──────── DOCUMENT SECTION ────────
# Jack Russell



## Brandi (Sep 13, 2010)

Here's a charcoal sketch of our Russell mix Toby


----------



## TLA (Sep 17, 2010)

That looks awesome! He is adorable!


----------



## PencilMeIn (Sep 2, 2010)

That's great, well done!


----------



## Brandi (Sep 13, 2010)

Thanks TLA & PencilMeIn. I'm not usually the dog-drawing type. 
Here's the next one I did. 
Another charcoal piece 11x14








My next one is our other Jack Russell. I may start it as a w.i.p. Depends on whether I can remember to take a picture before I get too far for a starting point.


----------



## PencilMeIn (Sep 2, 2010)

That's beautiful! I tend to do dogs more than anything else. I really need to sit down and try to do a horse again.


----------



## equusketch (Sep 8, 2010)

It's so cool to see you drawing a dog. I have definately fallen in love with charcoal. Such a bold medium!


----------



## Brandi (Sep 13, 2010)

Thanks Liz, it's definitely out of the norm for me =)
And isn't charcoal great?! I'm getting more into leaving it unblended. It was really hard for me at first but now I'd rather leave it that way.


----------



## Brandi (Sep 13, 2010)

I thought I'd post my progress on Brewski.

p.s. I just realized that I can click on the picture to make it bigger. Duh on me!


----------



## Brandi (Sep 13, 2010)

Here's the finished piece. 








It's an odd looking pose but it sums up his personality in a nutshell.
Side note: He was sitting on a cat when this photo was taken =)


----------



## PencilMeIn (Sep 2, 2010)

He was sitting on a cat?! LMAO!

Great job, you've captured his expression so well.


----------



## Brandi (Sep 13, 2010)

Lol yes he was. In our barn we've got a recliner (don't ask ) and the cat likes to chill there while we do our thing. Fortunately Boo and Brewski get along! Boo was all comfy and snoozin' when Brewski jumped up and plopped down right on top of him. I had been taking some photos of the horses for potential reference photos so I had the camera. The expression on his face was priceless so I took a shot.
──────── DATA SHOWN ────────
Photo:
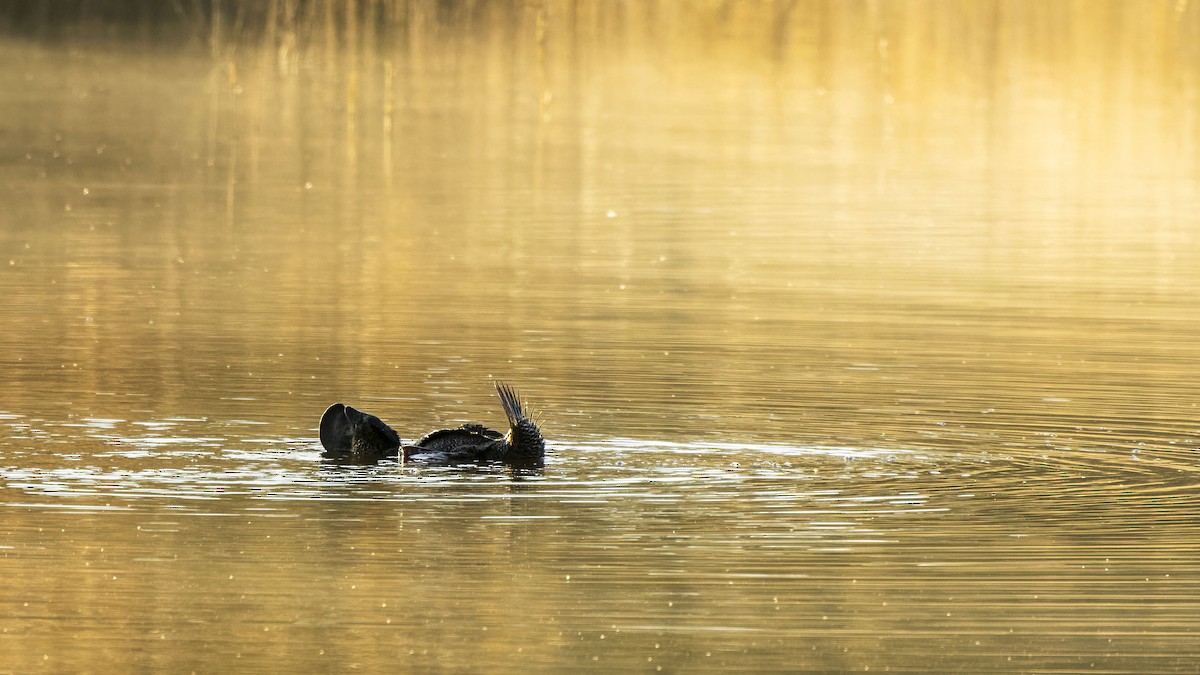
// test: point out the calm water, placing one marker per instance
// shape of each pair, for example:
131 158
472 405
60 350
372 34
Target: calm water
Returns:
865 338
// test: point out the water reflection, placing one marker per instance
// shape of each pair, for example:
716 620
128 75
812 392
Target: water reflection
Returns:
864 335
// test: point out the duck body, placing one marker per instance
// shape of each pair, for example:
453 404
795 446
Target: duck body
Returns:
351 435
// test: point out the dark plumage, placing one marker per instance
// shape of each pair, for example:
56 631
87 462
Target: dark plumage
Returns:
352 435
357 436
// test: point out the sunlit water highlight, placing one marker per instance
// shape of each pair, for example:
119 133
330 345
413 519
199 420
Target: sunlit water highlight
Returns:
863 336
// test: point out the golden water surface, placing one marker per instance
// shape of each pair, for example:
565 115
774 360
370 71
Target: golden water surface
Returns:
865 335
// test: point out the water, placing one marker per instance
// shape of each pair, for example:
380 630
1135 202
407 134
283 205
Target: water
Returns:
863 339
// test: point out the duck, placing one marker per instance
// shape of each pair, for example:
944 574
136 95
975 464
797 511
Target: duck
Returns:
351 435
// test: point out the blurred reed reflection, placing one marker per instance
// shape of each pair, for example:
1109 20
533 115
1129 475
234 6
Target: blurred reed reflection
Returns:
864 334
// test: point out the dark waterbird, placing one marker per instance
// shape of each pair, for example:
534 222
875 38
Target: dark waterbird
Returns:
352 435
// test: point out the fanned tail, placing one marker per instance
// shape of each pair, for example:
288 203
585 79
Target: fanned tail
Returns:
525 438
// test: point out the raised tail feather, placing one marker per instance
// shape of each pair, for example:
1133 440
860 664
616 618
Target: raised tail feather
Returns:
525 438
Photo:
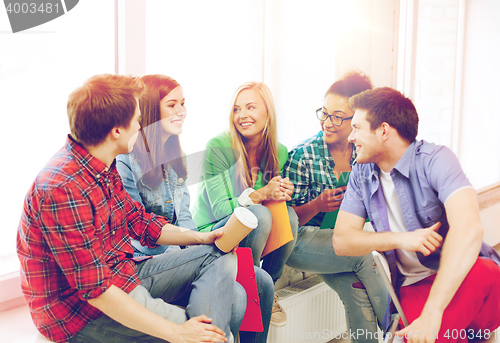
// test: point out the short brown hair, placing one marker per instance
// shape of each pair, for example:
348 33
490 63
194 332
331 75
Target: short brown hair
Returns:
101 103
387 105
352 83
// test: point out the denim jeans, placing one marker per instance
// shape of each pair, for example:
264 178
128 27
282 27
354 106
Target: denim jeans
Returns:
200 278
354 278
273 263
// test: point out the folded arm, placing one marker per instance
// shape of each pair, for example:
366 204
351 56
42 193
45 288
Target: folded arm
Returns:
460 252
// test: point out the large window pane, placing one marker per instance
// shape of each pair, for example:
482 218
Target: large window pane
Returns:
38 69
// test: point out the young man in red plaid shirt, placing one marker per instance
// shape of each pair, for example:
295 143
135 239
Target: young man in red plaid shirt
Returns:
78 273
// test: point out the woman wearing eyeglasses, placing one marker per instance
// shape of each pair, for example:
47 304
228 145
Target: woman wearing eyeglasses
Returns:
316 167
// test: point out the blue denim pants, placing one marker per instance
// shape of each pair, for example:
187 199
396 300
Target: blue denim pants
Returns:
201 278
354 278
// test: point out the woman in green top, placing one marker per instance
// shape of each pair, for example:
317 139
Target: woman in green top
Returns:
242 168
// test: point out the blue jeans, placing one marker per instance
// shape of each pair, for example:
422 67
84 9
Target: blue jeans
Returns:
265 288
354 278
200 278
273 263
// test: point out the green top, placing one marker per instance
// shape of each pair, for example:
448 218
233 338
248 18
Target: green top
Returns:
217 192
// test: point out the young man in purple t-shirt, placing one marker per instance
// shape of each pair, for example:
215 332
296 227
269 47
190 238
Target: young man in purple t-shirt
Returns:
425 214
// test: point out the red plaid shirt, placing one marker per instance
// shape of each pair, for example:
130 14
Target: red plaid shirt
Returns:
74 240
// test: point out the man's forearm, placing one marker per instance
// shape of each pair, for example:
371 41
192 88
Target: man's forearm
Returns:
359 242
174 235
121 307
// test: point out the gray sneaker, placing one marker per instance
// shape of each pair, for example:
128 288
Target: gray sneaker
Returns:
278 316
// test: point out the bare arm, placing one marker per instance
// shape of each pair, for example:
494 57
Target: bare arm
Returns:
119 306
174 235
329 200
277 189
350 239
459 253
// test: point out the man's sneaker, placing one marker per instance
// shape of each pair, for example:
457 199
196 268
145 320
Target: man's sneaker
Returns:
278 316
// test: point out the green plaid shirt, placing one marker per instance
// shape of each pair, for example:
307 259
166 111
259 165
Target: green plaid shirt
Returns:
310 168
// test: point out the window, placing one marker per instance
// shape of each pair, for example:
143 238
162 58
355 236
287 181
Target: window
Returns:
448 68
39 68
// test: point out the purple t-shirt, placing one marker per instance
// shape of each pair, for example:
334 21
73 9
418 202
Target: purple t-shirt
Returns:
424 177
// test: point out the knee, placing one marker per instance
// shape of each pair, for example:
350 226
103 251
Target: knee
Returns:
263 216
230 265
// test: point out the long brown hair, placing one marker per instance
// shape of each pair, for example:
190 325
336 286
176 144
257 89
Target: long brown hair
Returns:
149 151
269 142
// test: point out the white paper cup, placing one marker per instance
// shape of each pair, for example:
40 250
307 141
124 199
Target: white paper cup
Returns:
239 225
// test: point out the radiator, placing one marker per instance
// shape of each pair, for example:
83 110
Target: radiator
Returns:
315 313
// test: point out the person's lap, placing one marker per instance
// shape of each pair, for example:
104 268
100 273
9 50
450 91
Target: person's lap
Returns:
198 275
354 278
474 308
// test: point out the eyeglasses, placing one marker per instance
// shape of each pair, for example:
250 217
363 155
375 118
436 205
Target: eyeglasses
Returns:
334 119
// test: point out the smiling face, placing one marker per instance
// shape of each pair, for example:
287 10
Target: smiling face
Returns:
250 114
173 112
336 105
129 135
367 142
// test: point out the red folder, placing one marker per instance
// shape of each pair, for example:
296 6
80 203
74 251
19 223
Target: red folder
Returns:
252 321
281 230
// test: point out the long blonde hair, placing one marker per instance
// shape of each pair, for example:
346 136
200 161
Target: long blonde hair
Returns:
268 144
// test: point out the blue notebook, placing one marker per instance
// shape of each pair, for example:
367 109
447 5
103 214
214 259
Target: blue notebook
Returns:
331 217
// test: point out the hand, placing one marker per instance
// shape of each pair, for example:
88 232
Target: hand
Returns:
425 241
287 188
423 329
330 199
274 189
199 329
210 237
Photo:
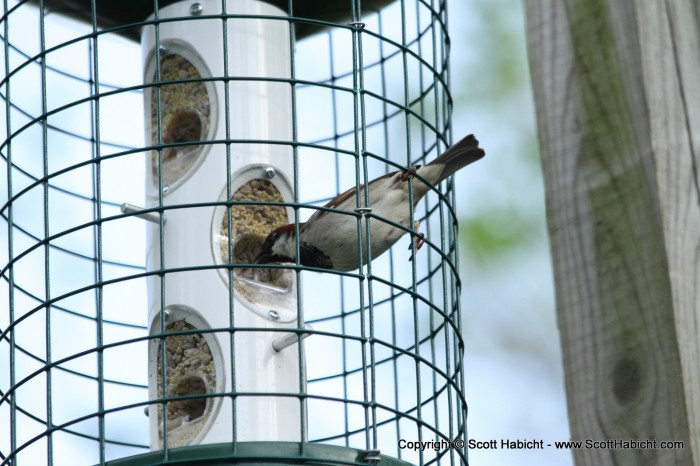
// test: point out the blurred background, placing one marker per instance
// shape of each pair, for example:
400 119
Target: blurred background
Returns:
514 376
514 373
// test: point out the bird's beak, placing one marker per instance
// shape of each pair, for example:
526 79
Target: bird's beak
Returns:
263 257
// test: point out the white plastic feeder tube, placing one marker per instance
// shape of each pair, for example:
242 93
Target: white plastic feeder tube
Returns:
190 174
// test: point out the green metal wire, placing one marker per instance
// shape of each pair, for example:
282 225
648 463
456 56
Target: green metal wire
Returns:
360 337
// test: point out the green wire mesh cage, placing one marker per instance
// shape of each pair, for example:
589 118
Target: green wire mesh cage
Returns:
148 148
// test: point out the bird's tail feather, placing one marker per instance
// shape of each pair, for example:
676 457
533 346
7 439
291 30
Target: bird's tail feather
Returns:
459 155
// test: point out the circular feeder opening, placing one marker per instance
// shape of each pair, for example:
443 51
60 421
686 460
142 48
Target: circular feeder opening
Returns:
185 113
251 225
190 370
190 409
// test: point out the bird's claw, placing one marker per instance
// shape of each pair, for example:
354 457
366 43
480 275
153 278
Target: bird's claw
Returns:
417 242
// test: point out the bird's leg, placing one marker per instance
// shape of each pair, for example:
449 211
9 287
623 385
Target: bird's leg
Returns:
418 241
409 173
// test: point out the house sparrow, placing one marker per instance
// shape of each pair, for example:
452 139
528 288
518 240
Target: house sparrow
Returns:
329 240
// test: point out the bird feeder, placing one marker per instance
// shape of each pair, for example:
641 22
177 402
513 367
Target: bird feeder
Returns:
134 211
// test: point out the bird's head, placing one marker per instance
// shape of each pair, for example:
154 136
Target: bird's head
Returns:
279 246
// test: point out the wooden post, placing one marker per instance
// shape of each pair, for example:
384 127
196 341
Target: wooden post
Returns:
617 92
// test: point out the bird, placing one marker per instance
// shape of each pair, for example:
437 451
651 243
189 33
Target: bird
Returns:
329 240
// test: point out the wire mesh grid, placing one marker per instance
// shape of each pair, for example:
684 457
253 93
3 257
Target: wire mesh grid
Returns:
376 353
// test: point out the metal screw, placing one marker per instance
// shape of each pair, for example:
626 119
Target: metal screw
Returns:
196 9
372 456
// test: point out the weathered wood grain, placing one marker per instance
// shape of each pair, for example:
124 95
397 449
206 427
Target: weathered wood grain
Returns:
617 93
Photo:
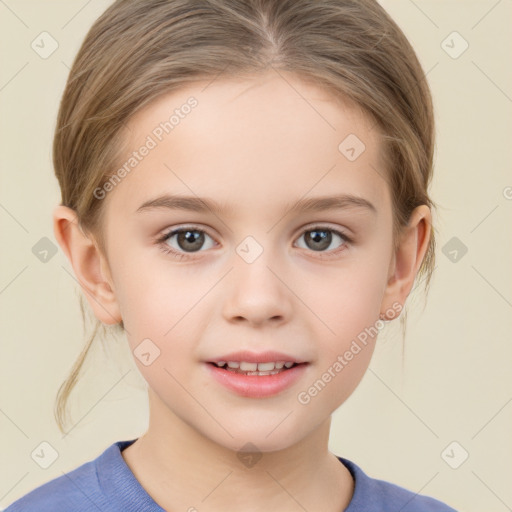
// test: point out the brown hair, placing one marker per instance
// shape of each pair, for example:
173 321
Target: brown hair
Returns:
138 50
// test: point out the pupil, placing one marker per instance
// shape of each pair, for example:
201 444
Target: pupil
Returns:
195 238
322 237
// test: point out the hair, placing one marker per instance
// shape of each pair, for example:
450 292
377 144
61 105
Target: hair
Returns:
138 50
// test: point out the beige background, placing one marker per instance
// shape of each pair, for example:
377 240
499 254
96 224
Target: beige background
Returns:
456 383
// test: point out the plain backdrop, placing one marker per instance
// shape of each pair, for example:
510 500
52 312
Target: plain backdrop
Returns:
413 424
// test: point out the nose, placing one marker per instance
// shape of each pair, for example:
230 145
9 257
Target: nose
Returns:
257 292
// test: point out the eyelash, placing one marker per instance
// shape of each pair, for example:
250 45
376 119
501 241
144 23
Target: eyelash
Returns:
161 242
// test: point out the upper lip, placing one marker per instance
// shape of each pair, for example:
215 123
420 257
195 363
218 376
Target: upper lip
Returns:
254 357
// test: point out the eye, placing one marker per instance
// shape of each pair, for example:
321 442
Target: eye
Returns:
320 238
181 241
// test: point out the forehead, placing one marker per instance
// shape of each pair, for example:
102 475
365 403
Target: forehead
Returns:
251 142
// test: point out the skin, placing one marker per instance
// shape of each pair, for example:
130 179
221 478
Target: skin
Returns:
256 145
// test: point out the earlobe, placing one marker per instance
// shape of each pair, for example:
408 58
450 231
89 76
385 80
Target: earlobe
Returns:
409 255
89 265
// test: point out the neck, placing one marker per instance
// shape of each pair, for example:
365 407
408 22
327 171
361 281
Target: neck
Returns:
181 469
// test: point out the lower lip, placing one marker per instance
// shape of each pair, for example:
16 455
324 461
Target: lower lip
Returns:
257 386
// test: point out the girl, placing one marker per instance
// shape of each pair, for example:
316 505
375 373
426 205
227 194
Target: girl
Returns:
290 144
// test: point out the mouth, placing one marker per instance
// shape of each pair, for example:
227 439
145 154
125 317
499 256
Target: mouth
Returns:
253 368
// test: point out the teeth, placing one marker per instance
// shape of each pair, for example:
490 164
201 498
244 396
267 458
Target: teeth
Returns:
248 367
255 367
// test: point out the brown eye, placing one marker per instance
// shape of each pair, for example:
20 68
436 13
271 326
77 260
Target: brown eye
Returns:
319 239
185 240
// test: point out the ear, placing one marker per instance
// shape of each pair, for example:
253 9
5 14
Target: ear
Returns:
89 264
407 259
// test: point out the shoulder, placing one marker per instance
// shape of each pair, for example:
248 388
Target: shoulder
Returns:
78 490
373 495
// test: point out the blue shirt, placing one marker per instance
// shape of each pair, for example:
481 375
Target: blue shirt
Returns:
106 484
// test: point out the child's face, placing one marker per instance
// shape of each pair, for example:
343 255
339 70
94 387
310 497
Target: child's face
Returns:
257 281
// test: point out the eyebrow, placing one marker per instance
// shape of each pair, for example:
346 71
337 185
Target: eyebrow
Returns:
────────
# TASKS:
1 > In the Jack Russell thread, why did Brandi have a camera along when Brewski plopped down on the cat?
2 > Shorten the paragraph in the Jack Russell thread that begins "Lol yes he was." while keeping its main facts.
3 > From the Jack Russell thread, echo the part that opens with the words containing "Another charcoal piece" and closes with "a starting point.".

# RESPONSES TO THE TASKS:
1 > Brandi had been taking photos of the horses as possible reference photos, so the camera was at hand. The expression on Brewski's face was priceless, so Brandi took a shot.

2 > Yes, Brewski really was sitting on the cat. The barn has a recliner where the cat, Boo, likes to relax, and luckily Boo and Brewski get along. Boo was asleep there when Brewski jumped up and plopped right on top of him. Brandi had the camera from taking possible reference photos of the horses and took a shot because his expression was priceless.

3 >
Another charcoal piece 11x14








My next one is our other Jack Russell. I may start it as a w.i.p. Depends on whether I can remember to take a picture before I get too far for a starting point.